### [指示 1]
インタビュー記事の後に並ぶ行について、最初の行から始まり「[[536, 316]]」を含む行で終わる部分を、両端の行も含めて一字一句変えずにもう一度書いてください。

### [読解文]
%%
鈴木:ベトナムでの展開を任せたいと考えていて、いい方を紹介して頂いたと思います。彼は数字をきっちりと追うことができる。目標が明確で、自分が何のためにベトナムに行っているのかということを理解してもらっています。うちのような田舎の企業では、海外展開が前提の新卒採用ということはあり得ません。お菓子全体の輸出が250億ぐらいと言われていて、そのうち1割強の30億が当社なのですが、そうした海外展開やM&Aなどの際に、自社の育成だけでは追いつきません。

――社員の中で、外部人材に対する抵抗感のようなものはなかったのでしょうか。

鈴木:私は大学を卒業後にニチメン(現双日)で働いた後、家業であるこの会社に入りました。15年ほど前ですが、その時の社員は5人でした。現在はグループ合わせて300人ほどいますが、ここまでになるまでには、多くの外部からの採用をしてきています。
最近では新卒採用も増えましたが、中途採用の社員の頑張りによって成長してきた側面があるので、そういうものはないですね。そもそも、私も東京でサラリーマンをしていたわけですし、入社ですから。

――採用された方には、どのような方がいらっしゃるのでしょうか。

鈴木:最近では、ブランド戦略部長として大手の製菓会社から1人採用しました。彼は53歳で前職では事業部長でした。他の社員ができないマーケティングやプレゼン能力を発揮してくれて、この間のキャンペーンでは売上を1.5倍にしてくれました。航空会社とのコラボなど、彼が来なければできないことばかりです。

優秀な人材を「口説く」方法

――そうした優秀な人々を、次々と「口説く」ことができているのはどうしてでしょう。地方のオーナーの皆さんの悩みの一つに、東京の人材を採用したいけど、どうやったら来てくれるのか分からないというところがあります。

鈴木:うちの事業は、“比較的どこにもない”ものなんです。「ニッチトップとイノベーションでオンリーワンになる」ということを掲げています。やりがいのある分野に映ると思いますし、来てもらった人にはしっかりと任せることも伝えます。よそがやらないことを一緒にやりませんか、そこが面白いですよと。そうした戦略の説明が一番大事なのではないでしょうか。

――オーナーが戦略を明確に伝えることは、採用の最強のキラーコンテンツですね。

鈴木:もう一つ、立地も重要です。岐阜は東日本にも西日本にもアクセスがしやすい。物流を考えても、東西どちらにも同じようなサービスが提供できる。田舎ですからいろいろとコストも抑えられますし、地方企業だからこその優位性もあるんです。

――今後の採用プランはどのようにお考えでしょうか。

鈴木:この2年で6人の幹部人材を採用しました。かなり駒がそろってきたなという印象です。M&Aは1年で1社と決めていて、その際には社長候補となる人材を採用します。ただ私は、採用した人材に(M&Aをした)その会社だけをやらせるという気はありません。5~6年、そこでやってもらって、本社に戻すとか他の会社をやらせるということを考えています。その人に依存するような、俗人的な体制が嫌なのです。ローテーションをすることで、会社の力も上がっていくと思います。
%%
### [指示 2]
インタビュー記事のうち、「鈴木:私は大学を卒業後にニチ」を含む語句で始まり「ればできないことばかりです。」で終わる部分を、一字一句そのまま書き写してください。

### [入力データ]
%%
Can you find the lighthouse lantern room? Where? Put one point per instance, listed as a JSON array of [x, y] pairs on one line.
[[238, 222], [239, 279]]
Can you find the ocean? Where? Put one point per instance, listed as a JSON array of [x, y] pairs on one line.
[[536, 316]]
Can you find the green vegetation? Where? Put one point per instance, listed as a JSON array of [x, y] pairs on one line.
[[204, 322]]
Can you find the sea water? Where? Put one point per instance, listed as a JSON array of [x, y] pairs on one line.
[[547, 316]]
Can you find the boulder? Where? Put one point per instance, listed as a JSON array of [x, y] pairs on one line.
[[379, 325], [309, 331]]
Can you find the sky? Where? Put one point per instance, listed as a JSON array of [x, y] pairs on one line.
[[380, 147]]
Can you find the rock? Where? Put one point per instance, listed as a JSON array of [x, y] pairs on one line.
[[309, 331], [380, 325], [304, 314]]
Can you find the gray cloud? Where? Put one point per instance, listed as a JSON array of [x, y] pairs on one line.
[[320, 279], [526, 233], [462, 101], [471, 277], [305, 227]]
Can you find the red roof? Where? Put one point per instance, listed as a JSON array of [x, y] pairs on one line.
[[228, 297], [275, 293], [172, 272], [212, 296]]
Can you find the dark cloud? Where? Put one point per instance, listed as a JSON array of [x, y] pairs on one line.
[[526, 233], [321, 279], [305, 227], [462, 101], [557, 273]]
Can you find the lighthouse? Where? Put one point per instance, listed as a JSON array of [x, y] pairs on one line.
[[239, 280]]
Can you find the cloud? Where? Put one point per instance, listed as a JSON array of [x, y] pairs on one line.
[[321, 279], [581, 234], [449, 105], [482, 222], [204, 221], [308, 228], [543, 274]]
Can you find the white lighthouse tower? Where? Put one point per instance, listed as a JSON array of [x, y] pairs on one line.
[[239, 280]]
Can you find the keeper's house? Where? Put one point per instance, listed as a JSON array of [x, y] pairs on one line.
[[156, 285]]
%%
### [正答 1]
Can you find the lighthouse lantern room? Where? Put one point per instance, listed as a JSON array of [x, y] pairs on one line.
[[238, 222], [239, 279]]
Can you find the ocean? Where? Put one point per instance, listed as a JSON array of [x, y] pairs on one line.
[[536, 316]]

### [正答 2]
鈴木:私は大学を卒業後にニチメン(現双日)で働いた後、家業であるこの会社に入りました。15年ほど前ですが、その時の社員は5人でした。現在はグループ合わせて300人ほどいますが、ここまでになるまでには、多くの外部からの採用をしてきています。
最近では新卒採用も増えましたが、中途採用の社員の頑張りによって成長してきた側面があるので、そういうものはないですね。そもそも、私も東京でサラリーマンをしていたわけですし、入社ですから。

――採用された方には、どのような方がいらっしゃるのでしょうか。

鈴木:最近では、ブランド戦略部長として大手の製菓会社から1人採用しました。彼は53歳で前職では事業部長でした。他の社員ができないマーケティングやプレゼン能力を発揮してくれて、この間のキャンペーンでは売上を1.5倍にしてくれました。航空会社とのコラボなど、彼が来なければできないことばかりです。